### [Bagian Teks]
####

Yang jelas terlihat yakni pemindahan ibu kota otomatis mengubah beberapa aturan yang ada. Djuanda, Guru Besar Hukum Tata Negara Universitas Bengkulu, memberi contoh antara lain Pasal 2 ayat (2) UUD 1945—yang menyebut bahwa MPR bersidang sedikitnya sekali dalam lima tahun di ibu kota negara. Ketika pemindahan ibu kota berhasil direalisasikan, maka aturan ini juga perlu dirombak dengan mengikuti wilayah ibu kota yang baru.

“Lembaga negara tunduk pada UUD 1945, termasuk soal rencana pindah ibu kota. Presiden setidaknya harus mengamandemen pasal tersebut bersama MPR bila nantinya pemindahan ibu kota dari Jakarta direalisasikan,” ungkapnya.

Kemudian, pemindahan ibu kota juga turut mengubah aturan soal penetapan Provinsi Jakarta sebagai Daerah Khusus Ibukota (DKI) yang termaktub dalam Undang-Undang Nomor 29 Tahun 2007 Tentang Pemerintahan Provinsi Daerah Khusus Ibukota Jakarta Sebagai Ibukota Negara Kesatuan Republik Indonesia.

####

### [Data Tersedia]
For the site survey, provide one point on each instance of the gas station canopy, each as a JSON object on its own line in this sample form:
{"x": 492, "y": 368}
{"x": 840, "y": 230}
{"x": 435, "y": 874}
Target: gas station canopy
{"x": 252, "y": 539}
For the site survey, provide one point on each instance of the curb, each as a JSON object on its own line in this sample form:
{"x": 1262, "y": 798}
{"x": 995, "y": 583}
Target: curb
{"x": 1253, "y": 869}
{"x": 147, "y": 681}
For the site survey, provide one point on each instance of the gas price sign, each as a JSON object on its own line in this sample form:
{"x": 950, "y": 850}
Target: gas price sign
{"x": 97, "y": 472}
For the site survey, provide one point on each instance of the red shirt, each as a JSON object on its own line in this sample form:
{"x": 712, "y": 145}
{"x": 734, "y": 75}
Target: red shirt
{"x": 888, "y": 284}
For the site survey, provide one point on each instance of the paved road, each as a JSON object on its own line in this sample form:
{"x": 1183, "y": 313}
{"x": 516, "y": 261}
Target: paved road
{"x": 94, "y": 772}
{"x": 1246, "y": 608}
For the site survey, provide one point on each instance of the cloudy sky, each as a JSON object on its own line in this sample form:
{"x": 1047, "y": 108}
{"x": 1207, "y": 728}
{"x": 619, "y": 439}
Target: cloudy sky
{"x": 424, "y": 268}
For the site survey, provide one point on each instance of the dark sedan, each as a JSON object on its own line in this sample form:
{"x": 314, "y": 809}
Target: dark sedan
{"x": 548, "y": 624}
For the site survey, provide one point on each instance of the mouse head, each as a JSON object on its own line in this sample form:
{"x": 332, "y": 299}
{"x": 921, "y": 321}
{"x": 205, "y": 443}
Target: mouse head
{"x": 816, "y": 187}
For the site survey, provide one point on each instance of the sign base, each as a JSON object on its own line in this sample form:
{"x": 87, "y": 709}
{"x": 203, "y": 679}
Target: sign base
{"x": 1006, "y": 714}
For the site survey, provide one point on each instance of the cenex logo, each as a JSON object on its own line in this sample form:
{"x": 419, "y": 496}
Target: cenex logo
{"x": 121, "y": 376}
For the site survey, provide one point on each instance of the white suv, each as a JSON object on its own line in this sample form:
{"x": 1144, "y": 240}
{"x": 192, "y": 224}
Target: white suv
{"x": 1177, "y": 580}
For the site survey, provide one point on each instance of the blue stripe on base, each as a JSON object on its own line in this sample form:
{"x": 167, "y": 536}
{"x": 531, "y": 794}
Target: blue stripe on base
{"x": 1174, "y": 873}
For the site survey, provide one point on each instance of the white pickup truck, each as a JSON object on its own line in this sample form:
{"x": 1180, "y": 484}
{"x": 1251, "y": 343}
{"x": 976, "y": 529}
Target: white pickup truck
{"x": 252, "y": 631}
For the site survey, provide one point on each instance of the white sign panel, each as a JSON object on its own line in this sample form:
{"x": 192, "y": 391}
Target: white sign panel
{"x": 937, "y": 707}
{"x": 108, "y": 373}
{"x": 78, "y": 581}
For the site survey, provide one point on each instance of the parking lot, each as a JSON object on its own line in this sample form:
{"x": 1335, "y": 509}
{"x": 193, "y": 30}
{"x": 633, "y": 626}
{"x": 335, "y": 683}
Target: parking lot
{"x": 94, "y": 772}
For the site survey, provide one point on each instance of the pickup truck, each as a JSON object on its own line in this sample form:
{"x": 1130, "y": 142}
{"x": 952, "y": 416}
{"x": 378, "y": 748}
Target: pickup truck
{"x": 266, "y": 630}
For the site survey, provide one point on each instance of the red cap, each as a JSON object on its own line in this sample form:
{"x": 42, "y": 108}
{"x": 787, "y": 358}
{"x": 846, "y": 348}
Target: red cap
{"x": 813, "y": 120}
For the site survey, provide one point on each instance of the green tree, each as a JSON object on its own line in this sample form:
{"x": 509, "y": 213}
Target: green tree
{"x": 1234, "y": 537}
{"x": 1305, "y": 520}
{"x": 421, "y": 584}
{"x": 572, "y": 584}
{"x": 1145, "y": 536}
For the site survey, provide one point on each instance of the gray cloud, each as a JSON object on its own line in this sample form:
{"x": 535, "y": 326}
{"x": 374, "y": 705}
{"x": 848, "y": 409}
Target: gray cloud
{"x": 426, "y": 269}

####

### [Yang Perlu Dikerjakan]
1 – Jawab pertanyaan berikut berdasarkan teks tentang pemindahan ibu kota:
(a) Djuanda menjadi Guru Besar di universitas mana?
(b) Menurut Pasal 2 ayat (2) UUD 1945, seberapa sering MPR bersidang di ibu kota negara?
(c) Undang-undang nomor dan tahun berapa yang memuat penetapan Provinsi Jakarta sebagai Daerah Khusus Ibukota?
2 – Sebutkan semua singkatan huruf kapital yang muncul dalam teks tentang pemindahan ibu kota.
3 – Teruskan teks tentang pemindahan ibu kota ini mulai dari kalimat terakhirnya.

### [Hasil Tugas]
1 –
(a) Universitas Bengkulu.
(b) Sedikitnya sekali dalam lima tahun.
(c) Undang-Undang Nomor 29 Tahun 2007.

2 – UUD, MPR, DKI

3 –
Dengan ditunjuknya ibu kota yang baru, maka status Jakarta sebagai DKI akan gugur dan berpindah ke wilayah yang baru. Presiden, terang Djuanda, mesti merumuskan kembali—mengubah atau merevisi UU bersangkutan—bersama DPR. Ini merujuk pada Pasal 20 ayat (1) UUD 1945 yang menyatakan bahwa kekuasaan membentuk undang-undang ada pada DPR serta Pasal 20 ayat (2) di mana setiap rancangan undang-undang (RUU) dibahas oleh DPR dan presiden untuk mendapatkan persetujuan bersama.

Proses hukum seperti ini, Djuanda bilang, merupakan bukti implementasi Indonesia sebagai negara demokratis. Kendati memegang tampuk kekuasaan eksekutif, presiden tetap harus taat aturan dan UUD. Dalam konteks rencana pindah ibu kota, maka presiden mesti berkoordinasi dengan lembaga terkait seperti MPR dan DPR untuk merumuskan formula hukum baru yang mendukung legalitas kebijakan.

“Pemindahan ibu kota tentu melihat dari aspek politik, sosiologis, dan ekonomis. Namun, aspek hukum juga mesti diprioritaskan dan dikaji secara komprehensif karena ini menjadi landasan kebijakan yang berbentuk regulasi,” pungkasnya.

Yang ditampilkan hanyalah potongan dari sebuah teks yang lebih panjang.